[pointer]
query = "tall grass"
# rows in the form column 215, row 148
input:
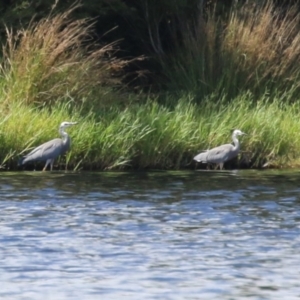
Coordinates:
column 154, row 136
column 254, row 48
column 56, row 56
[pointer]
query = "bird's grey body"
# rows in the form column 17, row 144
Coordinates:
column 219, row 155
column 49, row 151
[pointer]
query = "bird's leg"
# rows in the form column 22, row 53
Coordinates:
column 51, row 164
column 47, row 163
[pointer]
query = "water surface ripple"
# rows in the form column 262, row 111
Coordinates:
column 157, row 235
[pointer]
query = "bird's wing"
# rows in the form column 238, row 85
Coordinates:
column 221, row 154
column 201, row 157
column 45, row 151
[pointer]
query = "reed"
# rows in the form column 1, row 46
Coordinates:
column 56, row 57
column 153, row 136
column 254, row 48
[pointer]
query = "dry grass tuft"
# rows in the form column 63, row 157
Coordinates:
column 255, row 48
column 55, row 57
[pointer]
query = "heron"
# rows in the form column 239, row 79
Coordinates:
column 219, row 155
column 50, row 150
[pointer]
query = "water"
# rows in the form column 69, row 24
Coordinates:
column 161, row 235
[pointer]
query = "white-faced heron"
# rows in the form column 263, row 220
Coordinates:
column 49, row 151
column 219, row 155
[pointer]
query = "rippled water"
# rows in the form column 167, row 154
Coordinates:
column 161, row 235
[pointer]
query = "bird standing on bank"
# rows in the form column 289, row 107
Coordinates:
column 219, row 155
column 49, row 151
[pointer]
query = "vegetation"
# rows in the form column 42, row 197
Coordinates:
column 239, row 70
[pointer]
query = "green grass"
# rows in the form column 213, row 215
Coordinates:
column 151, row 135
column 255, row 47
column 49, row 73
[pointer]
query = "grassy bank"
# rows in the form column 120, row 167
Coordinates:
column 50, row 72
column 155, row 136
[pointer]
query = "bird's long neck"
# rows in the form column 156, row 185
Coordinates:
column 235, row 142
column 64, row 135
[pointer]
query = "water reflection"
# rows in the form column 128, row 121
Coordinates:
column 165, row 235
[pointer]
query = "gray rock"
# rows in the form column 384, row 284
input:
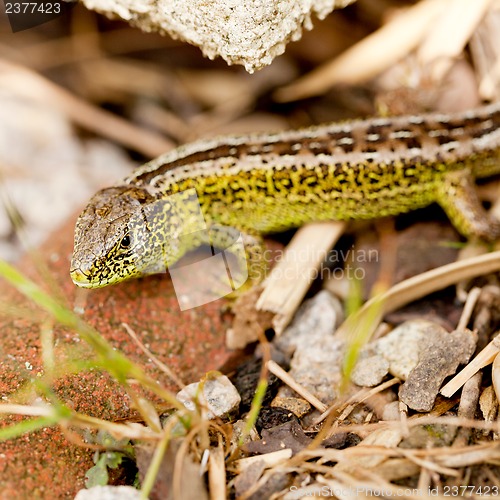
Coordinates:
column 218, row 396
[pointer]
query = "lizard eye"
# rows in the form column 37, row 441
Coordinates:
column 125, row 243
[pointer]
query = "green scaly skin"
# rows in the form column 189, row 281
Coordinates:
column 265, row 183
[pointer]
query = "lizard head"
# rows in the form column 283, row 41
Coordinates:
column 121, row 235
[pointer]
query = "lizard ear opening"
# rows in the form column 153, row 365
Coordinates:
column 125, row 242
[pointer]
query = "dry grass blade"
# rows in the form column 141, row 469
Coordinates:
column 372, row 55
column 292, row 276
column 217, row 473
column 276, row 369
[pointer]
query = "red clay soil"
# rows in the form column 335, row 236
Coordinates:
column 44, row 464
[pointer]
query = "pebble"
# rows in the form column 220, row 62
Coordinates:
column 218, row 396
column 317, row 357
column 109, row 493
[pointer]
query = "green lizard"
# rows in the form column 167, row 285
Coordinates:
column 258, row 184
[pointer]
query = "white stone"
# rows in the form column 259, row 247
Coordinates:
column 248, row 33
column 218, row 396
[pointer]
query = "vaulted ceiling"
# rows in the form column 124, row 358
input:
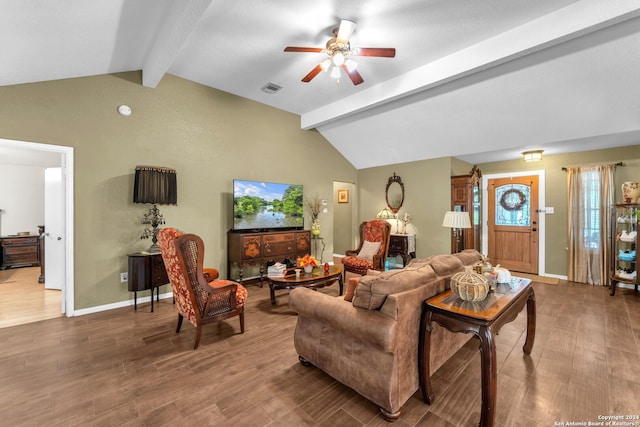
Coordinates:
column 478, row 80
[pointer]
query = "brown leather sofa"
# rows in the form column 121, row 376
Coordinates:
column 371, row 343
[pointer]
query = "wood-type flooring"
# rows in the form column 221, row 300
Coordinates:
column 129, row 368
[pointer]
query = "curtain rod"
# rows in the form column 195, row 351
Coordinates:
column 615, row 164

· · · · ·

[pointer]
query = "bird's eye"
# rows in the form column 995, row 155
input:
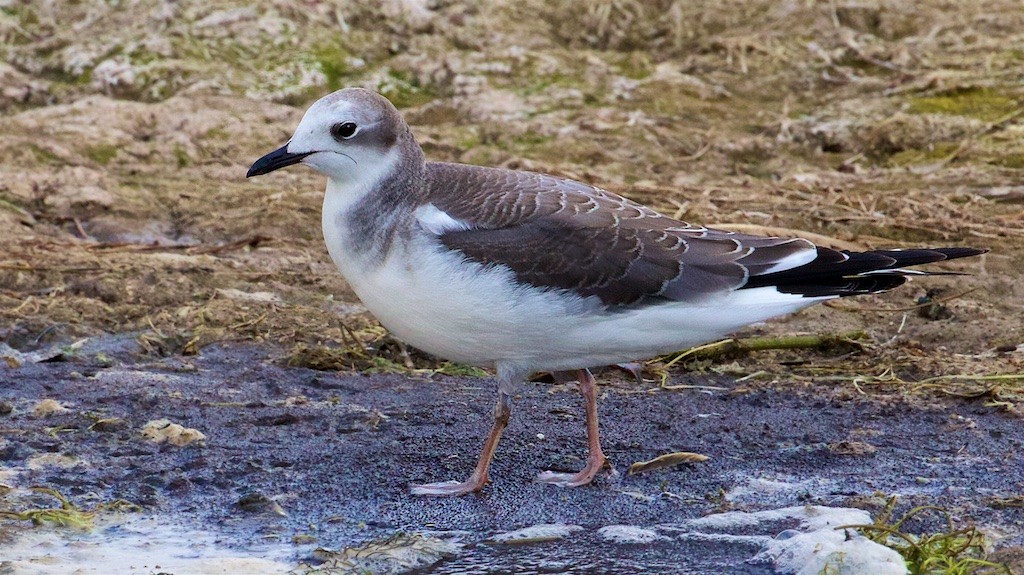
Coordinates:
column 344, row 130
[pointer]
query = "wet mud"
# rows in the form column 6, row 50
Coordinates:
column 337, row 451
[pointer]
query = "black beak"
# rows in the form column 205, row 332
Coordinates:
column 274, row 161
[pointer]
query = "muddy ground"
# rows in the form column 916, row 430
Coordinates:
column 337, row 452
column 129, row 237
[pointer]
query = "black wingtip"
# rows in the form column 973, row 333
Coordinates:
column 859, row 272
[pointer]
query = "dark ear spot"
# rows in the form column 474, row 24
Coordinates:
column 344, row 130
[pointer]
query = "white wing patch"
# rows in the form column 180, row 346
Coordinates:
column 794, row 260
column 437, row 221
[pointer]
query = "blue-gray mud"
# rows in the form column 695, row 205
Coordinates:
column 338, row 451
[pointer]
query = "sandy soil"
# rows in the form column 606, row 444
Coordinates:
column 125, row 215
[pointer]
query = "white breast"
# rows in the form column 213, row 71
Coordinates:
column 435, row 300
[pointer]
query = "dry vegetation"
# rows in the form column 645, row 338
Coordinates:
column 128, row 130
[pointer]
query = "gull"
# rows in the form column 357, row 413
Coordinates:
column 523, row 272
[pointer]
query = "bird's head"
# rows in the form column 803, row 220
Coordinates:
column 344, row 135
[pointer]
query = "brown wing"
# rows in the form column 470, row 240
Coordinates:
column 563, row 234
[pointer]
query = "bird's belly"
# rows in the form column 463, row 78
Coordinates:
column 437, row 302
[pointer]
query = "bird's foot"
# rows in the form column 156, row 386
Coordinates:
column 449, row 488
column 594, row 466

· · · · ·

→ CHALLENGE
Count the lines in the entries above that contain the word "white", and reply with the number alone.

→ FINAL RESULT
4